§ **Set task**
Nothing but the line with "For the trial run, indicate each instance of the unicorn muzzle" and the lines after it, through the end of the records below, is to be repeated, exactly as it is.

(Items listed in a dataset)

○ ○ ○ ○

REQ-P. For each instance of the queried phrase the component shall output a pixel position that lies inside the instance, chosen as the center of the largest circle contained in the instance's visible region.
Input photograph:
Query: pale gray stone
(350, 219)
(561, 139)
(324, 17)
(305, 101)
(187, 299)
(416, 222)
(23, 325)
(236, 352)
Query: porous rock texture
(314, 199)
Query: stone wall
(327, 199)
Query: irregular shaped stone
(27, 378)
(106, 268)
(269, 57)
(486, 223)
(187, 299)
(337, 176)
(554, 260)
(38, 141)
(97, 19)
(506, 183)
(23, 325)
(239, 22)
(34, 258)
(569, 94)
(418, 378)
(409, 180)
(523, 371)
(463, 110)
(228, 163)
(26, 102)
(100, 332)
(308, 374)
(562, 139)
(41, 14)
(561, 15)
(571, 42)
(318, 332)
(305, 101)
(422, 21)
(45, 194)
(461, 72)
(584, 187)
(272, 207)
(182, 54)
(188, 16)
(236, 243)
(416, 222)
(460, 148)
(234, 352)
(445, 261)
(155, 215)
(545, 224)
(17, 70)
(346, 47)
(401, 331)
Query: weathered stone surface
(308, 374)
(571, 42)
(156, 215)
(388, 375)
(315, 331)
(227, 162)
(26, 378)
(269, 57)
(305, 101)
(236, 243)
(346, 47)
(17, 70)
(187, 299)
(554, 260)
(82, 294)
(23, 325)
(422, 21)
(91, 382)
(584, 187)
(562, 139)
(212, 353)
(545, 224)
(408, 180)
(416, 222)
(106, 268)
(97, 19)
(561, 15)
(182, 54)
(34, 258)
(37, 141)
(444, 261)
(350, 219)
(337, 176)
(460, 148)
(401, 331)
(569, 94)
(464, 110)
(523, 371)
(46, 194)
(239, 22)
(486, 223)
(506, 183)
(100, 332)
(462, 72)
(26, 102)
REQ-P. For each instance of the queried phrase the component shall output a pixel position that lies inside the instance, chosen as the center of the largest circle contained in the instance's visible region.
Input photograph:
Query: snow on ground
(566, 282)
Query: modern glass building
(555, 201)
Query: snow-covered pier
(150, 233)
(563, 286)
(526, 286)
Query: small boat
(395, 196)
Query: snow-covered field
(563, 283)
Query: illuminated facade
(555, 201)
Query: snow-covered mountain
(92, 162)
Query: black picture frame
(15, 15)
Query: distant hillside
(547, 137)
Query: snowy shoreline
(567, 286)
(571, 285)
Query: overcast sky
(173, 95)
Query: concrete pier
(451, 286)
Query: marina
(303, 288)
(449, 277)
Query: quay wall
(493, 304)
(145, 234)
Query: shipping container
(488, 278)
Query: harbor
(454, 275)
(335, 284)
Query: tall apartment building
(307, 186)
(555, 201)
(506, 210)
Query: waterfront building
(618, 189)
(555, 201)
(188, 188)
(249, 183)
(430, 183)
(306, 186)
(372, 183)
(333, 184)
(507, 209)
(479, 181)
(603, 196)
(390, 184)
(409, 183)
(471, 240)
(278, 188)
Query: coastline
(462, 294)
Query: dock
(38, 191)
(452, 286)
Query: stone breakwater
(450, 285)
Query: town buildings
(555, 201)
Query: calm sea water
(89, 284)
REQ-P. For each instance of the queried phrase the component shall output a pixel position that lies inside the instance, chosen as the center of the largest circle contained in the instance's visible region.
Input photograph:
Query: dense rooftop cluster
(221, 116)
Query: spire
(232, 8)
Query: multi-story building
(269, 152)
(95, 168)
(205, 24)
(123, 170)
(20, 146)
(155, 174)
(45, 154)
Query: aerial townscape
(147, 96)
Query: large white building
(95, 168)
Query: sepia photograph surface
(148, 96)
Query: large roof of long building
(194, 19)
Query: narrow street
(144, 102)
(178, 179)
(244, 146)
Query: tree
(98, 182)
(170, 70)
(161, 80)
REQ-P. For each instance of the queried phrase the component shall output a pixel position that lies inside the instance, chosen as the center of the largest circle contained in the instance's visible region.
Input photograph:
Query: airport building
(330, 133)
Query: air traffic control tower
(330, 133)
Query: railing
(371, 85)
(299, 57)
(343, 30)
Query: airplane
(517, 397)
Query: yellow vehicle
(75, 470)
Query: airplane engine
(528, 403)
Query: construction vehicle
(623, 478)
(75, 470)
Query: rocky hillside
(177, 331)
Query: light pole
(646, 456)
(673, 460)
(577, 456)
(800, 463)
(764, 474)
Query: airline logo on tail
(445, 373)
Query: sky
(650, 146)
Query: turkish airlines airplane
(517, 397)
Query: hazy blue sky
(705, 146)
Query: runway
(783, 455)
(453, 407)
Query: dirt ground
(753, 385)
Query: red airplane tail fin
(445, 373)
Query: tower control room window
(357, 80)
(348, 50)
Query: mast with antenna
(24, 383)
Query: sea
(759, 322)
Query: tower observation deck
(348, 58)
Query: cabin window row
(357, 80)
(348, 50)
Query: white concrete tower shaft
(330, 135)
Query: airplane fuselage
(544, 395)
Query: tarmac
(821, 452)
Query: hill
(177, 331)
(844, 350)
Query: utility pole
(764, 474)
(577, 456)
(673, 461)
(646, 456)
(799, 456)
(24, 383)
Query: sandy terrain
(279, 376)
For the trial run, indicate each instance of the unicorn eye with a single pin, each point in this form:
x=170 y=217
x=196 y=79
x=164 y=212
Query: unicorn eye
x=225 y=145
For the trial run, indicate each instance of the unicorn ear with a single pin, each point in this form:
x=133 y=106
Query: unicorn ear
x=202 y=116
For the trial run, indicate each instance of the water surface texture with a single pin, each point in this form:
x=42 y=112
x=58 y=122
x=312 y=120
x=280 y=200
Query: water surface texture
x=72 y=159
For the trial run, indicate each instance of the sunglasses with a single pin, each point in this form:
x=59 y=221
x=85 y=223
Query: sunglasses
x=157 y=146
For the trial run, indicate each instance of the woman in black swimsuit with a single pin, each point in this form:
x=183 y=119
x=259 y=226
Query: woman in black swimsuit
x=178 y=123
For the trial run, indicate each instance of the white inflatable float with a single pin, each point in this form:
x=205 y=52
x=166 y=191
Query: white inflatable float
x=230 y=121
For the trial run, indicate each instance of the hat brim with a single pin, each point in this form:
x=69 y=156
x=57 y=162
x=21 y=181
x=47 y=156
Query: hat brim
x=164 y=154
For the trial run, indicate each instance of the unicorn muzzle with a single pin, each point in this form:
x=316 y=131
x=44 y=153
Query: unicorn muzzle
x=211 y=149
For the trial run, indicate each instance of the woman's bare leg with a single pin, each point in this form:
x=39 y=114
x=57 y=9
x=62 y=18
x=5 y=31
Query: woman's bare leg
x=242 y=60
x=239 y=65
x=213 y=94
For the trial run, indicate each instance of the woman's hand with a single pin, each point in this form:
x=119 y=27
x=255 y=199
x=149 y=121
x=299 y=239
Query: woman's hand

○ ○ ○ ○

§ **Correct result**
For the trial run, indicate each instance of the unicorn muzzle with a single pin, each point in this form:
x=316 y=131
x=44 y=153
Query: unicorn muzzle
x=211 y=149
For the trial run, indicate each instance of the woman's bare leg with a single pin, each point in this form:
x=39 y=114
x=57 y=9
x=62 y=18
x=5 y=31
Query: woman's bare leg
x=242 y=60
x=239 y=65
x=213 y=94
For the trial run, indicate each instance of the woman's hand with a single pin, each point in this form:
x=119 y=27
x=255 y=199
x=149 y=121
x=299 y=239
Query: woman's hand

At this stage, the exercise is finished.